=== WORK INSTRUCTIONS ===
Of the entries below, return only those lines from the line with "Target: palm tree trunk" to the line with "Target: arena roof", exactly, both included.
※ ※ ※
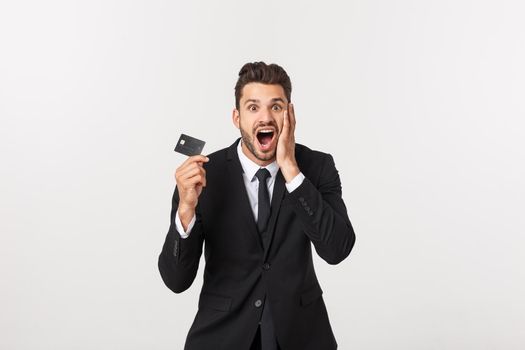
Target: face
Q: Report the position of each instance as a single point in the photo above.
(260, 119)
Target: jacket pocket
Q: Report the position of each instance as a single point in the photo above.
(311, 295)
(215, 302)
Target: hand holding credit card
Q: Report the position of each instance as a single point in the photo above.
(189, 146)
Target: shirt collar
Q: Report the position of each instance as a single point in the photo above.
(250, 167)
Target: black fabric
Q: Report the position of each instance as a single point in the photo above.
(264, 199)
(242, 276)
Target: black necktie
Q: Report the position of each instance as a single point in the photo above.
(264, 200)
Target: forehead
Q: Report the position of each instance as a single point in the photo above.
(262, 92)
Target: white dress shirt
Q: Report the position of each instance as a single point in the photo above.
(252, 187)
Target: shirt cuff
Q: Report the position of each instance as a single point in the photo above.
(296, 182)
(180, 228)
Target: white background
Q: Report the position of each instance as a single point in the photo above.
(419, 102)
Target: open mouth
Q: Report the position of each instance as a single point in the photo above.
(265, 138)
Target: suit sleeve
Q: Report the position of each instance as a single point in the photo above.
(323, 214)
(179, 259)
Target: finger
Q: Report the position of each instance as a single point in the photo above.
(192, 172)
(292, 116)
(285, 123)
(196, 158)
(197, 179)
(187, 167)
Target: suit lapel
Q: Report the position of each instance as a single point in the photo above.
(239, 191)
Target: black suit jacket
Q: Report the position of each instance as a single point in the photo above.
(241, 271)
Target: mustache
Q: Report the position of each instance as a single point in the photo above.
(261, 125)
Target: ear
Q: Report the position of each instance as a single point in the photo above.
(236, 118)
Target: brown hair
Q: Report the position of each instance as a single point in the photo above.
(260, 72)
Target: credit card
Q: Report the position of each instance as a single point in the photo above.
(189, 146)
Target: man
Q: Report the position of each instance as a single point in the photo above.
(259, 205)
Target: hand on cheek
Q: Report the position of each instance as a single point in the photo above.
(286, 146)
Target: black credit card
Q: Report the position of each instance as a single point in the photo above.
(189, 146)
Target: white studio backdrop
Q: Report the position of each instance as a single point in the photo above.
(419, 102)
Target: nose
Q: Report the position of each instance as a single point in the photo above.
(266, 115)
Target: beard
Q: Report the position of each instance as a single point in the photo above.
(249, 142)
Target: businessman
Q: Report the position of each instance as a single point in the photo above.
(258, 206)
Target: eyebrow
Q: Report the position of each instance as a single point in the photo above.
(275, 99)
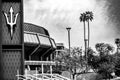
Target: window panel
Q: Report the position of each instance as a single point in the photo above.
(44, 40)
(30, 38)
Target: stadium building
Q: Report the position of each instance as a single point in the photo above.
(37, 43)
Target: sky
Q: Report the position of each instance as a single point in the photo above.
(56, 15)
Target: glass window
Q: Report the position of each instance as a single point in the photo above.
(44, 40)
(30, 38)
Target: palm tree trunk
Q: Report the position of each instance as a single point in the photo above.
(88, 34)
(85, 38)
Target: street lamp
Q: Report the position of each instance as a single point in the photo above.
(68, 29)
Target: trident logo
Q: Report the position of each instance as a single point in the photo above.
(12, 23)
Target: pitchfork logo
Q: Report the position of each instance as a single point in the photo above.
(11, 24)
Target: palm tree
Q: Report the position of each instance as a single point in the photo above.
(117, 42)
(89, 17)
(83, 19)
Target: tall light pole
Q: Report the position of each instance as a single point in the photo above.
(68, 29)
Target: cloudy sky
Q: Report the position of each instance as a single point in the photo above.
(56, 15)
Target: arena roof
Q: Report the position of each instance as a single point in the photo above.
(37, 42)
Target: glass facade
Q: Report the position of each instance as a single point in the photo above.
(30, 38)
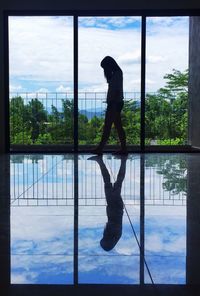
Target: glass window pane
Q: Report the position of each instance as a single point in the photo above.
※ ※ ※
=== EXERCISE OUTPUT ===
Target: palm tree trunk
Q: Report the position of each instance as a single point in the photo above.
(88, 34)
(85, 38)
Target: street lamp
Q: Report the position of each instance as a single point in the photo above.
(68, 29)
Target: trident logo
Q: Report the position of each instance as a single point in the photo above.
(12, 23)
Target: pitchfork logo
Q: Report the position of each instance as a single point in the photo above.
(11, 24)
Target: palm tree
Q: Report the position of each instance as a single point in the photo above.
(117, 42)
(89, 17)
(83, 19)
Target: tall light pole
Q: Report the position of each instance as a single point in the photo above.
(68, 29)
Target: cloudy sky
Q: Report the position of each instance as a single point in the photo above.
(56, 15)
Target: arena roof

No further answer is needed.